* [Task]: Retype the entries exactly; omit all pictures.

Top of Supplied entries

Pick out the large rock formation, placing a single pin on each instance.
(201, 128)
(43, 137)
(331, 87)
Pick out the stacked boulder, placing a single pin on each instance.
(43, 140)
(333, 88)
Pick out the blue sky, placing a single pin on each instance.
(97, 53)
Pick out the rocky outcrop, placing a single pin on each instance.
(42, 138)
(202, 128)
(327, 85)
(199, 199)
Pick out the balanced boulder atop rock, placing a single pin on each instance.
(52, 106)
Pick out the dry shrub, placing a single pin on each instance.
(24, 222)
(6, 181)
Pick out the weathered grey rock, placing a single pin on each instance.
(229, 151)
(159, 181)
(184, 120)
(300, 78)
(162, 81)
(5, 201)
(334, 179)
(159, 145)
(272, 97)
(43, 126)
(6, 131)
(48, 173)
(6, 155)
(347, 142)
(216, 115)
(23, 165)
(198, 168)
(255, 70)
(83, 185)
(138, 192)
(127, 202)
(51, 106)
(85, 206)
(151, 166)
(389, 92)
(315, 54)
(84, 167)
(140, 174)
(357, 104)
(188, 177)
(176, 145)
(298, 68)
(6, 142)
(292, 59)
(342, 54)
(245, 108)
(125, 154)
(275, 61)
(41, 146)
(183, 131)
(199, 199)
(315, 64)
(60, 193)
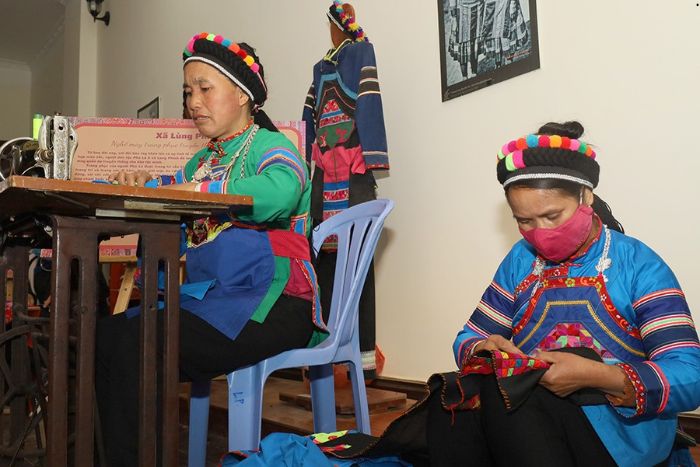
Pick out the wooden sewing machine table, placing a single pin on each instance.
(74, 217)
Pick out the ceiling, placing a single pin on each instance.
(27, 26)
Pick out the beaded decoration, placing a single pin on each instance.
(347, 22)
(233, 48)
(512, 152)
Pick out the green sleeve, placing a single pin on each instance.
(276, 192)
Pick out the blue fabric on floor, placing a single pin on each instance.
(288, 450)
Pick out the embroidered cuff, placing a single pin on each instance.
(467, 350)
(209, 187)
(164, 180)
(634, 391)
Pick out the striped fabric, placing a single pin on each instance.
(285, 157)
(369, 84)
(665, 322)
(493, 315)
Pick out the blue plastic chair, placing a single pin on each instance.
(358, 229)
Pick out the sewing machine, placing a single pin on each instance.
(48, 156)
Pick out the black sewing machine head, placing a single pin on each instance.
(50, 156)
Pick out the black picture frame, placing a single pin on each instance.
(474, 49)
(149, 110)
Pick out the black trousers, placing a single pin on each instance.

Bottom of Supplied entries

* [Output for this task]:
Pick out the large rock formation, placing a single pin on each instance.
(201, 128)
(43, 137)
(331, 87)
Pick out the stacked boulder, placing a single pin on each instance.
(43, 140)
(333, 88)
Pick out the blue sky, placing a single pin on each instance.
(97, 53)
Pick out the rocky outcrop, placing a single pin on each instance.
(42, 138)
(202, 128)
(327, 85)
(199, 199)
Pick out the balanced boulder atop rock, placing a single pin on each instance.
(52, 106)
Pick out the dry shrub, placing a single pin on each instance.
(24, 222)
(6, 181)
Pick out the weathered grey rock, placing a single pin on each instance.
(229, 151)
(159, 181)
(184, 120)
(300, 78)
(162, 81)
(5, 201)
(334, 179)
(159, 145)
(272, 97)
(43, 126)
(6, 131)
(48, 173)
(6, 155)
(347, 142)
(216, 115)
(23, 165)
(198, 168)
(255, 70)
(83, 185)
(138, 192)
(127, 202)
(51, 106)
(85, 206)
(151, 166)
(389, 92)
(315, 54)
(84, 167)
(140, 174)
(357, 104)
(188, 177)
(176, 145)
(298, 68)
(6, 142)
(292, 59)
(342, 54)
(245, 108)
(125, 154)
(275, 61)
(41, 146)
(183, 131)
(199, 199)
(315, 64)
(60, 193)
Pick out the wooden sewing machine table, placing a single pin on each instance.
(74, 217)
Pick out the ceiling, placing a single pin on each instance.
(27, 26)
Pick out the beaded decoration, placing a single pin on each instance.
(347, 22)
(233, 48)
(512, 152)
Pick out the green sleeve, placing a single pin on each instance.
(276, 192)
Pick out the blue fabric on floor, placing a single pin on each instance.
(288, 450)
Pick out the embroidered cuff, placing a single pin on each instance.
(467, 350)
(209, 187)
(164, 180)
(634, 391)
Pick out the striped fabric, placing a single pin on each instance.
(285, 157)
(369, 84)
(665, 322)
(493, 315)
Pick out the blue plastic chair, placing a single pin on each instance.
(358, 229)
Pick out the sewing machine, placing a single pin on each instance.
(48, 156)
Pick out the black sewing machine head, placing a single pin on each instance.
(50, 156)
Pick out the black picture frame, placing a single pin on each instance.
(474, 49)
(149, 110)
Pick out the black trousers, placing a single pin on each instance.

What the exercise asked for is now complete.